- [ABOUT THIS EXERCISE]: Copying each record below exactly is the whole task.

____ SOURCE INFORMATION

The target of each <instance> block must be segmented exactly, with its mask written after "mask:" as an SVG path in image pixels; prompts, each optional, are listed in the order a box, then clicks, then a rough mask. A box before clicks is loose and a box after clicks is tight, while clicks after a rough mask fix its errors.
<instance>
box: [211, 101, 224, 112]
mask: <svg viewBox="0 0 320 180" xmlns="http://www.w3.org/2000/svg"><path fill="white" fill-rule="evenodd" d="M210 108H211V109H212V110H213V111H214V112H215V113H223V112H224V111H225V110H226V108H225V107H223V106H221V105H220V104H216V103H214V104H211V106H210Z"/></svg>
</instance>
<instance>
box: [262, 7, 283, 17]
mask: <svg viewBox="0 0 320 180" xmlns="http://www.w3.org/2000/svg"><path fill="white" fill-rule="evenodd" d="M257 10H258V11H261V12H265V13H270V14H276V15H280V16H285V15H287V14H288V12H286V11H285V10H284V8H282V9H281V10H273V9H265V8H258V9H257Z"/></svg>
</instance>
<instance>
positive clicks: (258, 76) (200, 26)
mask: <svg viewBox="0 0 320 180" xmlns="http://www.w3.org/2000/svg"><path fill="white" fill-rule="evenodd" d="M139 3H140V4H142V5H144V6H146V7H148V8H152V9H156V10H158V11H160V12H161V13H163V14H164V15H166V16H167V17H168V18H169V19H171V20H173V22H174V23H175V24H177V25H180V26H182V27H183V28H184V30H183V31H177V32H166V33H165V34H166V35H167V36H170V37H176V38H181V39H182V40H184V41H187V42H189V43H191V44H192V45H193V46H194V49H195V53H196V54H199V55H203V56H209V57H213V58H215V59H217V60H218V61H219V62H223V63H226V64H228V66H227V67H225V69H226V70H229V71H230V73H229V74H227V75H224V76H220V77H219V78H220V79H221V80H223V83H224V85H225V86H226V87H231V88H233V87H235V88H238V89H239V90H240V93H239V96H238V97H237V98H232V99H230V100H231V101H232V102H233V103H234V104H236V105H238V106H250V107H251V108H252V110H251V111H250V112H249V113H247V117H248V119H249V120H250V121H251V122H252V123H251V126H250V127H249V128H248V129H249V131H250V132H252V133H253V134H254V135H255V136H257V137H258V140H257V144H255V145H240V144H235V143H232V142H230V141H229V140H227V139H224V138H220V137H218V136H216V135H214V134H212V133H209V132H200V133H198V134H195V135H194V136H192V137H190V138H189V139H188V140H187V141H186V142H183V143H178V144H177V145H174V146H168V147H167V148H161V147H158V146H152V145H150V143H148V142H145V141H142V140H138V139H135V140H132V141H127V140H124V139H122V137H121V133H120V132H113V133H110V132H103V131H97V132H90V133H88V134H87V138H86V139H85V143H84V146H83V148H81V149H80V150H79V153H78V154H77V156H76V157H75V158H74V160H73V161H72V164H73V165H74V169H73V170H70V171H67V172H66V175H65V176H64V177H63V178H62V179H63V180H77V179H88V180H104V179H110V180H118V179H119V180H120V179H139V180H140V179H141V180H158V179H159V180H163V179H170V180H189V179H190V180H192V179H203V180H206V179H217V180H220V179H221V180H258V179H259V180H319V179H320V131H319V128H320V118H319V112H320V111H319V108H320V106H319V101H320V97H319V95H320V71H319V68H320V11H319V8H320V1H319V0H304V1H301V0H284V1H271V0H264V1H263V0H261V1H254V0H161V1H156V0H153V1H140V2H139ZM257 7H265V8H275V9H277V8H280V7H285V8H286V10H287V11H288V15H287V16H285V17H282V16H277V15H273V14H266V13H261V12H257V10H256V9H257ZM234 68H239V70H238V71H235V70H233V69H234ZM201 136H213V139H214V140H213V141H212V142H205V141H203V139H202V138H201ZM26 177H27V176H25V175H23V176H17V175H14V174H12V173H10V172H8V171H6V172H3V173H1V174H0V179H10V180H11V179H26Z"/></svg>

________

- [RESPONSE AREA]:
The target of each <instance> block must be segmented exactly, with its mask written after "mask:" as an SVG path in image pixels; prompts, each optional, are listed in the order a box, then clicks, then a rough mask. A box before clicks is loose and a box after clicks is tight, while clicks after a rough mask fix its errors.
<instance>
box: [211, 101, 224, 112]
mask: <svg viewBox="0 0 320 180" xmlns="http://www.w3.org/2000/svg"><path fill="white" fill-rule="evenodd" d="M210 108H211V109H212V110H213V111H214V112H215V113H223V112H224V111H225V110H226V108H225V107H223V106H221V105H220V104H216V103H214V104H211V106H210Z"/></svg>
</instance>
<instance>
box: [262, 7, 283, 17]
mask: <svg viewBox="0 0 320 180" xmlns="http://www.w3.org/2000/svg"><path fill="white" fill-rule="evenodd" d="M257 10H258V11H261V12H265V13H270V14H276V15H280V16H285V15H287V14H288V12H286V11H285V10H284V8H282V9H281V10H273V9H265V8H258V9H257Z"/></svg>
</instance>
<instance>
positive clicks: (258, 76) (200, 26)
mask: <svg viewBox="0 0 320 180" xmlns="http://www.w3.org/2000/svg"><path fill="white" fill-rule="evenodd" d="M139 3H140V4H142V5H144V6H146V7H148V8H152V9H156V10H158V11H160V12H161V13H163V14H164V15H166V16H167V17H168V18H169V19H171V20H173V22H174V23H175V24H177V25H180V26H182V27H183V28H184V30H183V31H177V32H166V33H165V34H166V35H167V36H170V37H176V38H181V39H182V40H184V41H187V42H189V43H191V44H192V45H193V46H194V49H195V53H196V54H199V55H203V56H209V57H213V58H215V59H217V60H218V61H219V62H223V63H226V64H228V66H227V67H225V69H226V70H229V71H230V73H229V74H227V75H224V76H220V77H219V78H220V79H221V80H223V83H224V85H225V86H226V87H231V88H233V87H235V88H238V89H239V90H240V93H239V96H238V97H237V98H232V99H230V100H231V101H232V102H233V103H234V104H236V105H238V106H250V107H251V108H252V110H251V111H250V112H249V113H247V117H248V119H249V120H250V121H251V122H252V123H251V126H250V127H249V128H248V129H249V131H250V132H252V133H253V134H254V135H255V136H257V137H258V140H257V144H255V145H240V144H235V143H232V142H230V141H229V140H227V139H224V138H220V137H218V136H216V135H214V134H212V133H209V132H200V133H198V134H195V135H194V136H192V137H190V138H189V139H188V140H187V141H186V142H183V143H178V144H177V145H174V146H168V147H167V148H161V147H158V146H152V145H150V143H148V142H145V141H142V140H138V139H135V140H132V141H127V140H124V139H122V137H121V133H120V132H113V133H110V132H103V131H97V132H90V133H88V134H87V138H86V139H85V143H84V146H83V148H81V149H80V150H79V153H78V154H77V156H76V157H75V158H74V160H73V161H72V164H73V165H74V169H73V170H70V171H67V172H66V175H65V176H64V177H63V178H62V179H63V180H77V179H88V180H104V179H110V180H118V179H119V180H120V179H139V180H140V179H141V180H158V179H159V180H163V179H170V180H189V179H190V180H192V179H203V180H206V179H217V180H220V179H221V180H258V179H259V180H319V179H320V131H319V128H320V118H319V112H320V111H319V108H320V106H319V101H320V97H319V95H320V71H319V68H320V11H319V8H320V1H319V0H304V1H301V0H284V1H271V0H264V1H263V0H261V1H254V0H161V1H156V0H153V1H140V2H139ZM257 7H265V8H275V9H277V8H280V7H285V8H286V10H287V11H288V15H287V16H285V17H282V16H277V15H273V14H266V13H261V12H257V10H256V9H257ZM234 68H239V70H238V71H235V70H233V69H234ZM201 136H213V139H214V140H213V141H212V142H205V141H203V139H202V138H201ZM26 177H27V176H25V175H23V176H17V175H14V174H12V173H10V172H8V171H6V172H3V173H1V174H0V179H10V180H11V179H26Z"/></svg>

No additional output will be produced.